• Provided passage:
----

Okay, I'll be more explicit. Like your "$\omega$" definition, we have linearity:

$$ \mathscr{F} \Big\{ x(t) + y(t) \Big\} = \mathscr{F} \Big\{ x(t) \Big\} + \mathscr{F} \Big\{ y(t) \Big\} = X(f) + Y(f) $$

and derivative:

$$ \mathscr{F} \Big\{ \tfrac{\mathrm{d}}{\mathrm{d}t} x(t) \Big\} = j2\pi f \cdot X(f) $$

and delay:

$$ \mathscr{F} \Big\{ x(t-\tau) \Big\} = e^{-j2\pi f \tau} \cdot X(f) $$

But we get duality as:

$$\mathscr{F} \Big\{ X(t) \Big\} = x(-f)$$ $$\mathscr{F}^{-1} \Big\{ x(f) \Big\} = X(-t)$$

We get for convolution:

$$ \mathscr{F} \Big\{ h(t) \circledast x(t) \Big\} = H(f) \cdot X(f) $$

and it's the same in reverse:

$$ \mathscr{F}^{-1} \Big\{ W(f) \circledast X(f) \Big\} = w(t) \cdot x(t) $$

The other cool thing about this unitary definition of the Fourier Transform is how Parseval's theorem come out:

$$ \int\limits_{-\infty}^{\infty} \big| x(t) \big|^2 \ \mathrm{d}t = \int\limits_{-\infty}^{\infty} \big| X(f) \big|^2 \ \mathrm{d}f $$

And the more general Plancherel's theorem:

$$ \int\limits_{-\infty}^{\infty} x(t) \big(y(t)\big)^* \ \mathrm{d}t = \int\limits_{-\infty}^{\infty} X(f) \big(Y(f)\big)^* \ \mathrm{d}f $$

where $(\cdot)^*$ denotes the complex conjugate.

----

• Items:

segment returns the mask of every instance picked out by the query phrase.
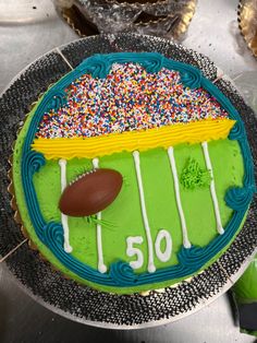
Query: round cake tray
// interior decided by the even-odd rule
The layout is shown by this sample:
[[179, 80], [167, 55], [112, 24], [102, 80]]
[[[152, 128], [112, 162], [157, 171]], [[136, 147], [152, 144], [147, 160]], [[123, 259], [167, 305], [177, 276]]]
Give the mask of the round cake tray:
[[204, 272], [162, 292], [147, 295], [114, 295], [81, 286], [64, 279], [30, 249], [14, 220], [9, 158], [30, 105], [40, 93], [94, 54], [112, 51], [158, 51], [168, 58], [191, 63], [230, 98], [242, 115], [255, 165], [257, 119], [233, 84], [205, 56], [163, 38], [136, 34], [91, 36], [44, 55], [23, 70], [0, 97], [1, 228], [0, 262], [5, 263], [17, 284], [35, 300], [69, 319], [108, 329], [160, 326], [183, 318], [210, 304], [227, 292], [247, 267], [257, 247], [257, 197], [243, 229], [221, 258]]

----

• Required actions:
[a] What does the Fourier transform post name as the more general theorem that follows Parseval's theorem?
[b] Carry on the Fourier transform post above, beginning right after its last sentence.

• Results of the tasks:
[a] Plancherel's theorem.

[b]
No funky scaling factors.

This is, in my opinion, clearly the most natural definition of the Fourier Transform if you are never relating it directly to the Laplace Transform. If you are bopping between the F.T. and the L.T. maybe your definition is better, but then I would say "$X(j \omega)$" so that the F.T. is simply identical to the L.T. but with the substitution of $s=j\omega$.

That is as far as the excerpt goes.